Exercise objective: Print all of the data below word for word, leaving out the pictures.

— start —

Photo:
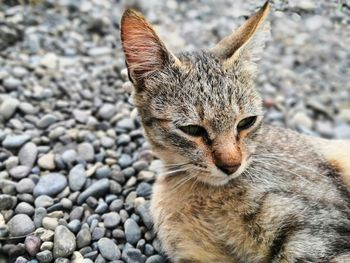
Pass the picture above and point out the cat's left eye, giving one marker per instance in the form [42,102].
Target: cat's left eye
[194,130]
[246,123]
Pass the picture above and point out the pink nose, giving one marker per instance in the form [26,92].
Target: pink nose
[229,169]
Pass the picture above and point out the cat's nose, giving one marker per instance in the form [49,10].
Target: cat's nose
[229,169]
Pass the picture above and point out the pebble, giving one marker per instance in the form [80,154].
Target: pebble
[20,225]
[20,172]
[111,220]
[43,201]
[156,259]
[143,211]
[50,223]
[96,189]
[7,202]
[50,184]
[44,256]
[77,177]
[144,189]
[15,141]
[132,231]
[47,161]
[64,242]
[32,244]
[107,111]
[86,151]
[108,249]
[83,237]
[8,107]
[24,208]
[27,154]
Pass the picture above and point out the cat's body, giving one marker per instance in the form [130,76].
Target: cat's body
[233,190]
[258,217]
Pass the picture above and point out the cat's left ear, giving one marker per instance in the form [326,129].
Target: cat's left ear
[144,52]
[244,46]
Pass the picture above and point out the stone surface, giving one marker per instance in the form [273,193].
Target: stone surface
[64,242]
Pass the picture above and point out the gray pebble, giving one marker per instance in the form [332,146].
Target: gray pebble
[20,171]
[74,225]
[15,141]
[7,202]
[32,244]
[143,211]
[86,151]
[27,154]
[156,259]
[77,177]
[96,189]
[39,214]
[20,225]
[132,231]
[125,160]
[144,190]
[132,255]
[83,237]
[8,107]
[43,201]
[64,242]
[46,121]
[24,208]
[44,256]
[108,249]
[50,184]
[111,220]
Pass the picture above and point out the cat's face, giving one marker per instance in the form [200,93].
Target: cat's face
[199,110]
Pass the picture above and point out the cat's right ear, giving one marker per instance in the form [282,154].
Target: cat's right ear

— end —

Correct answer:
Photo:
Pass the picture above and point out the cat's left eye, giving one marker per instance in the form [42,102].
Target: cat's left eye
[194,130]
[246,123]
Pass the picture above and point out the pink nose, giving one marker per instance in the form [26,92].
Target: pink nose
[229,169]
Pass the picture above and point out the cat's nose, giving one marker per instance in the form [49,10].
Target: cat's nose
[229,169]
Pass the picture above and point out the pebble, giving one marker per instance in the form [80,154].
Target: pebble
[20,225]
[20,172]
[111,220]
[43,201]
[156,259]
[143,211]
[50,223]
[96,189]
[7,202]
[50,184]
[44,256]
[77,177]
[144,189]
[15,141]
[132,231]
[47,161]
[64,242]
[32,244]
[107,111]
[86,151]
[108,249]
[83,237]
[8,107]
[24,208]
[27,154]
Pass the picture above and point out the cat's body, giving one marker per instance in the form [130,76].
Target: cat's body
[233,190]
[258,217]
Pass the picture above and point out the cat's left ear, giving one marker per instance in the form [326,129].
Target: cat's left ear
[144,52]
[244,46]
Pass the picture above and point out the stone surface, giving one marker per instance in the form [273,193].
Target: stone surface
[64,242]
Pass the picture above and point out the gray pebble, giving one marker per instance in the form [332,146].
Target: gray pebble
[20,171]
[74,225]
[15,141]
[7,202]
[32,244]
[143,211]
[86,151]
[27,154]
[156,259]
[77,177]
[96,189]
[39,214]
[20,225]
[132,231]
[125,160]
[144,190]
[132,255]
[83,237]
[8,107]
[43,201]
[64,242]
[46,121]
[24,208]
[44,256]
[108,249]
[50,184]
[111,220]
Pass the picture above and point out the cat's face, giving one marker per instance in the form [200,93].
Target: cat's face
[199,110]
Pass the picture above and point out the cat's right ear, giving one marker per instance in the form [282,154].
Target: cat's right ear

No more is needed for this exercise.